> **Short problem**
In the data below, find every line that contains the word "fireplace" and copy each one.

> **Rows**
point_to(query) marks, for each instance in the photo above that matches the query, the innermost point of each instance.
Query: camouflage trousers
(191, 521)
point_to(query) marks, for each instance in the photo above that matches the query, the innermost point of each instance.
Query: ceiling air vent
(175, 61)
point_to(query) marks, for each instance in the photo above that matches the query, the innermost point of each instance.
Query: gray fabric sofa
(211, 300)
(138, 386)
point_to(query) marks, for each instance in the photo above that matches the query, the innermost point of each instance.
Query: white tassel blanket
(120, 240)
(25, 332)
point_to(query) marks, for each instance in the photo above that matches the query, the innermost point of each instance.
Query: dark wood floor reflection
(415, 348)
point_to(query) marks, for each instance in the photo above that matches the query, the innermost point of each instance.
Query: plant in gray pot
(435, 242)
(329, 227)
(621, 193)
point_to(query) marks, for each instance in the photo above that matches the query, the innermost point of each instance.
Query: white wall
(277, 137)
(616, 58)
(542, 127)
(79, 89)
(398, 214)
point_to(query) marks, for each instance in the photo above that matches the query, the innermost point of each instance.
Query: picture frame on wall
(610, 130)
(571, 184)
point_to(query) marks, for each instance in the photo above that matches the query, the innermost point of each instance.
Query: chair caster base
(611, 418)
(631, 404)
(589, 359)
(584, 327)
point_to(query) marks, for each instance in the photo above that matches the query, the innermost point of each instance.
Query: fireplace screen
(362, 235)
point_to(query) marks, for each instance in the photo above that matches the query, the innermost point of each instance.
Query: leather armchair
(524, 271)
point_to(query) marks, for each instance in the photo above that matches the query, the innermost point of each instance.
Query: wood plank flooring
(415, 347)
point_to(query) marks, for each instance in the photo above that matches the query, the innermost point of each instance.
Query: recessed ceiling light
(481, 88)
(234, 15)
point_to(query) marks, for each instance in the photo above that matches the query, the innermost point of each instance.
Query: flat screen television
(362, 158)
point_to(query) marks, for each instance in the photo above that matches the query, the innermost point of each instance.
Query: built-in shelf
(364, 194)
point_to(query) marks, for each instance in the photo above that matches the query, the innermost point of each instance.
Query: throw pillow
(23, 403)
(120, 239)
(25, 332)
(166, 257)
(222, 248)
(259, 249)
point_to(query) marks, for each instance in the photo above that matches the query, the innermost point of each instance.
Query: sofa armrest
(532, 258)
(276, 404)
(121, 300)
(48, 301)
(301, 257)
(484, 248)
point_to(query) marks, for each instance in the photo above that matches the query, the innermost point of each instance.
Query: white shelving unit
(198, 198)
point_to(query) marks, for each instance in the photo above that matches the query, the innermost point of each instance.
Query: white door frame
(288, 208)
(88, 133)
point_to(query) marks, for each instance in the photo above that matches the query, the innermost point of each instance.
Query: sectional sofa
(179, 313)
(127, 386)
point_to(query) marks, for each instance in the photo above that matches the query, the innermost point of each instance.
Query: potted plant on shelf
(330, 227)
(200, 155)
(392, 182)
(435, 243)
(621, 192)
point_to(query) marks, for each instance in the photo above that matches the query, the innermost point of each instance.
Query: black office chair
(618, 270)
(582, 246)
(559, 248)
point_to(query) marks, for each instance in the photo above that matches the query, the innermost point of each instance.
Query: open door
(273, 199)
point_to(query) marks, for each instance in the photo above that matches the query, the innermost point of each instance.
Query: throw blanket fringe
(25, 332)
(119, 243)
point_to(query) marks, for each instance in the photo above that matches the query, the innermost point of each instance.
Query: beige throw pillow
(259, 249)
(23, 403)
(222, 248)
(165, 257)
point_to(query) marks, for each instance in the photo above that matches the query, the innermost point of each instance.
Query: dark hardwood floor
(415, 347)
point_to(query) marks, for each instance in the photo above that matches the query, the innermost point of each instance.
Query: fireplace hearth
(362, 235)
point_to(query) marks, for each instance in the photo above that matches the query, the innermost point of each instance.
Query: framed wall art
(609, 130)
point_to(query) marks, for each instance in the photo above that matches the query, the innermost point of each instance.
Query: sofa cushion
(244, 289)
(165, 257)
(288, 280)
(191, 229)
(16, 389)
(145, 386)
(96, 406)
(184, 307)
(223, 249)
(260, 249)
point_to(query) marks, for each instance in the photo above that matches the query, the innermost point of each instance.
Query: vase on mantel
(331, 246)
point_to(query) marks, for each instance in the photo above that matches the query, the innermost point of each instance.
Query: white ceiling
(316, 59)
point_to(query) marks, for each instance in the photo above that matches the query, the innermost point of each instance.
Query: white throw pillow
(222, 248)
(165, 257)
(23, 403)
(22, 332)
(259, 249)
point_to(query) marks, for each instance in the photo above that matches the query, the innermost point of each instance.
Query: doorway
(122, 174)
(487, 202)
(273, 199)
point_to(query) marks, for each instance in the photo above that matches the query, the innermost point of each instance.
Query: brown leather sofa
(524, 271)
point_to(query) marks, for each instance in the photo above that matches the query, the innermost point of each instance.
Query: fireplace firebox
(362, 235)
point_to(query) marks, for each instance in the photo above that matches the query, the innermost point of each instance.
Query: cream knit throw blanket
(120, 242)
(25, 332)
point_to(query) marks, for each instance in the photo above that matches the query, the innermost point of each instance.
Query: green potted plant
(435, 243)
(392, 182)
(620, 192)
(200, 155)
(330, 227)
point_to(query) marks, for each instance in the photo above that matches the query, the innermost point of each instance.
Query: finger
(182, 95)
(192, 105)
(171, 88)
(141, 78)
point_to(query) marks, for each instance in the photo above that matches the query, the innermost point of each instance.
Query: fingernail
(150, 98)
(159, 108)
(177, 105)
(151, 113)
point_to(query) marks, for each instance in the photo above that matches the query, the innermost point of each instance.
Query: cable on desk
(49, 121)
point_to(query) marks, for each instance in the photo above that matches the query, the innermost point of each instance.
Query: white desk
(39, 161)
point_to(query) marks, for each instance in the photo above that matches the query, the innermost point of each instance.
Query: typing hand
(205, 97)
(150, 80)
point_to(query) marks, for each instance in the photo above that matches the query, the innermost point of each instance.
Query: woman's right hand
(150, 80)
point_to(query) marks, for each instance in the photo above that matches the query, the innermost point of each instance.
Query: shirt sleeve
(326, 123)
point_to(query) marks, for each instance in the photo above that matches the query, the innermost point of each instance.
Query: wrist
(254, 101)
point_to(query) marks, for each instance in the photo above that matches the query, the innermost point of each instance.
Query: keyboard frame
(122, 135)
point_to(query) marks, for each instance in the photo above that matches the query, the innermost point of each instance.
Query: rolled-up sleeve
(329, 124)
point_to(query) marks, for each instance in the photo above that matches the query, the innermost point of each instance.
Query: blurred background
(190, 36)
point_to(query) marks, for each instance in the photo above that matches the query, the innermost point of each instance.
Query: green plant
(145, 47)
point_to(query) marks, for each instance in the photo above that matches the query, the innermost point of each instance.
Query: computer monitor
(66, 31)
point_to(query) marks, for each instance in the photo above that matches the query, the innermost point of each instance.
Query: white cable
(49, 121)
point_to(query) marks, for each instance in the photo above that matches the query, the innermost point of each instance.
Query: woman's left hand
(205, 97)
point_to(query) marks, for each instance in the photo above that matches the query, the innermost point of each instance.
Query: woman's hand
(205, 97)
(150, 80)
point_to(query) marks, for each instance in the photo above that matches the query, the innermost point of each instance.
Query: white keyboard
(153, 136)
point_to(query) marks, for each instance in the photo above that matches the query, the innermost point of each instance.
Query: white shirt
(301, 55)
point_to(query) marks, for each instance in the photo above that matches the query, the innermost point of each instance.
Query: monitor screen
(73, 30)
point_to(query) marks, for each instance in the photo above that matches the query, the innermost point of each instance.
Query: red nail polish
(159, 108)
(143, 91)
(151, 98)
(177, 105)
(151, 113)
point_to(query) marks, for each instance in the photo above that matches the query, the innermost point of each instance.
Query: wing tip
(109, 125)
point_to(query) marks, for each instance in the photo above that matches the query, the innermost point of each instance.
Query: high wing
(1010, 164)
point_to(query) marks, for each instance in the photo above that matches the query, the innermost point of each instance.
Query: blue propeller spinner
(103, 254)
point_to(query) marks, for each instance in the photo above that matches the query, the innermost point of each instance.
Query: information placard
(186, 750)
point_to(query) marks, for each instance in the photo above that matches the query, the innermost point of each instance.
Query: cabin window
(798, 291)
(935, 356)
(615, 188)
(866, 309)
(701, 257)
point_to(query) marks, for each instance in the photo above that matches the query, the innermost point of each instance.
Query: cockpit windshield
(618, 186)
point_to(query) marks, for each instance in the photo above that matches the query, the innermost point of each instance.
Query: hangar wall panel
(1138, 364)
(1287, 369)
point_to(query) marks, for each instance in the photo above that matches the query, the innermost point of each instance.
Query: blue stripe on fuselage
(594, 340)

> **Solved problem**
Query: fireplace screen
Query: fireplace hearth
Query: fireplace firebox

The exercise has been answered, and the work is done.